■ **Description of the task**
Can you recast every line of the rows below as a JSON list of strings, one string per line, with blank lines left out?

(Dataset records on object locations)
______
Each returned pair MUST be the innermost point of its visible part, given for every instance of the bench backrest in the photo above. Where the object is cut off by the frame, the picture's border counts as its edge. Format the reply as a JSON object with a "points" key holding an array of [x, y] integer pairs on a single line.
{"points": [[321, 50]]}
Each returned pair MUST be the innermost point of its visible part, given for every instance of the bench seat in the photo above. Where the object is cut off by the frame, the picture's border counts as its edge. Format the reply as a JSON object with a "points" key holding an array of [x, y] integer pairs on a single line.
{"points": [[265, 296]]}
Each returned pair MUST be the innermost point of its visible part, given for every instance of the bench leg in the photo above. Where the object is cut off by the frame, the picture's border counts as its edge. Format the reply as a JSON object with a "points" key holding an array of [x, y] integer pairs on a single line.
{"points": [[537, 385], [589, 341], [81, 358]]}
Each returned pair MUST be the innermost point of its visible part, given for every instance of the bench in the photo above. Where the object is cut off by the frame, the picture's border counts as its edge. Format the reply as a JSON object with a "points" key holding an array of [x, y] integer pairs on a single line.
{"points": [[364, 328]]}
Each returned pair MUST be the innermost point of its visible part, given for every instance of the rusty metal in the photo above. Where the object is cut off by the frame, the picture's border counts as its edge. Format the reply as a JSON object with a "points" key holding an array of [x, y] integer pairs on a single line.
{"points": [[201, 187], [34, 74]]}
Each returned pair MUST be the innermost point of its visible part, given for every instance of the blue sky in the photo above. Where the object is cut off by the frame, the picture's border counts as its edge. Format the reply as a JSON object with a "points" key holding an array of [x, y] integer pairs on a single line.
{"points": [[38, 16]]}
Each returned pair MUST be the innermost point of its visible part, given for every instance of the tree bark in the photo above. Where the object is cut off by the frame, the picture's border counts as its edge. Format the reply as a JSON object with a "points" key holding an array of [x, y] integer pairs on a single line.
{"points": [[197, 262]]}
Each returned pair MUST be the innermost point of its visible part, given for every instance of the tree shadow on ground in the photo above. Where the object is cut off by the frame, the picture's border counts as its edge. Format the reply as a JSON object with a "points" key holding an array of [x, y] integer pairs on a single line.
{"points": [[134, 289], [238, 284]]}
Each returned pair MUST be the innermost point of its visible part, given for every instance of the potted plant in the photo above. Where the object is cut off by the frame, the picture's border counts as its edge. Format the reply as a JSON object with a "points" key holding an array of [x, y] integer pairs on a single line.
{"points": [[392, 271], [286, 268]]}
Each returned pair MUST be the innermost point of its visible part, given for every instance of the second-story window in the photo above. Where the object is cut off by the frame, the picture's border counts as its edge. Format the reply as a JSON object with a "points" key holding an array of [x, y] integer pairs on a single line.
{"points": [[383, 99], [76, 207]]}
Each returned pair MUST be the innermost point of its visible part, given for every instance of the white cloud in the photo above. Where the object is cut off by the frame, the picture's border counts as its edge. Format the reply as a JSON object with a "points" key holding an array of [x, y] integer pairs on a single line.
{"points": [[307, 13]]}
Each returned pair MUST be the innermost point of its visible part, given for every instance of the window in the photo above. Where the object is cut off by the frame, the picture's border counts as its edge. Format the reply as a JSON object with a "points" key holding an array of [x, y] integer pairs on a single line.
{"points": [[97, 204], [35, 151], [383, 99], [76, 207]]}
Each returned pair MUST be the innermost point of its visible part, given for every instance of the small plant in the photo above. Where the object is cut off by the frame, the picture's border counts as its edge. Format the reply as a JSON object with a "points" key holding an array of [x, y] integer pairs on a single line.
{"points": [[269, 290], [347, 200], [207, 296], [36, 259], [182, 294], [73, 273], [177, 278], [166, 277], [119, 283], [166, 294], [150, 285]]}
______
■ **Exercise solution**
[
  "Each returned pair MUST be the innermost point of its visible part, given for every instance of the bench backrest in the photo above. Where the object is cut off by the frame, the picture's border counts as its edge. Format the reply as a JSON object with a \"points\" key holding an array of [x, y] integer pairs on a single line.",
  "{\"points\": [[321, 50]]}",
  "Each returned pair MUST be the innermost point of its visible part, given for every instance of the bench seat in the photo above. Where the object is cut off by the frame, the picture's border counts as its edge. Format the reply as a JSON object with a \"points\" key holding an array of [x, y] integer pairs on a single line.",
  "{\"points\": [[265, 296]]}",
  "Each returned pair MUST be the innermost point of its visible part, given for every instance of the bench leg in the photo above. Where the object is cut off by the frame, the picture's border counts as its edge. Format the reply as a JSON object with a \"points\" key holding an array of [x, y] integer pairs on a single line.",
  "{\"points\": [[537, 385], [589, 341], [81, 358]]}",
  "Each returned pair MUST be the innermost point of its visible part, given for every instance of the bench in the photo above. Where the object is cut off by the frame, the picture's border counts as its edge. Format the reply as a JSON object with a \"points\" key holding an array of [x, y] integer pairs on a single line.",
  "{\"points\": [[364, 328]]}",
  "Each returned pair MUST be the innermost point of its visible part, given for every instance of the rusty metal in the photo above. Where the object is cut off by the frame, the picture's border counts as its edge. Format the reply as a JSON object with a \"points\" key holding an array of [x, y] integer pairs on a single line.",
  "{\"points\": [[201, 187], [34, 74]]}",
  "Each returned pair MUST be the innermost point of its visible part, given for every instance of the blue sky in the photo above. Where the object is cut off by the frame, the picture's border counts as its edge. Format the reply as a JSON object with a \"points\" key holding an array of [x, y] integer pairs on a single line.",
  "{\"points\": [[38, 16]]}",
  "Each returned pair MUST be the innermost point of its visible part, given for every instance of the tree bark in the photo above. Where the object is cut off by the frame, the picture's border counts as its edge. Format the reply as a JSON object with a \"points\" key holding an array of [x, y] integer pairs on a single line.",
  "{\"points\": [[197, 262]]}",
  "Each returned pair MUST be the innermost point of its visible part, given for every instance of the tree shadow on ground in the photo above. Where the object is cut off by the frame, the picture's border counts as its edge. Format the reply as a JSON object with a \"points\" key holding an array of [x, y] integer pairs on a single line.",
  "{\"points\": [[134, 289], [238, 284]]}",
  "Each returned pair MUST be the innermost point of its visible part, given for every instance of the potted plant in the photo above. Where the object is cut off by the frame, the picture's border counts as its edge. Format the reply as a JSON object with a \"points\" key holding an array of [x, y] integer pairs on a single line.",
  "{\"points\": [[392, 271], [286, 268]]}",
  "Each returned pair MUST be the innermost point of its visible part, given for every instance of the second-story window in the photo above. Where the object is cut off by the frame, the picture's border counts as its edge. Format the reply as a JSON object with a \"points\" key holding an array of [x, y] integer pairs on a single line.",
  "{\"points\": [[383, 99], [76, 207]]}",
  "Each returned pair MUST be the innermost point of its visible part, given for every instance of the white cloud in the photo above. Where the object is cut off by the frame, the picture's border counts as its edge. Format the reply as a JSON object with a \"points\" key holding an array of [x, y] integer pairs on a single line.",
  "{\"points\": [[307, 13]]}",
  "Each returned pair MUST be the innermost point of its visible part, given for every instance of the window in the photo above. Where the object is cut off by the frame, the picture's border counts as its edge. Format the reply as a JSON object with a \"points\" key holding an array of [x, y] integer pairs on a single line.",
  "{\"points\": [[97, 204], [35, 151], [383, 99], [76, 207]]}",
  "Each returned pair MUST be the innermost point of its visible part, given for every instance of the small plant in the photo above. Where the object is cut off by the frame, the picture's border counts as its edge. Format the reply as a JSON object with a \"points\" key holding an array of [x, y] integer pairs on a single line.",
  "{\"points\": [[269, 290], [347, 200], [207, 296], [36, 259], [182, 294], [73, 273], [177, 278], [166, 277], [119, 283], [166, 294], [150, 285]]}"
]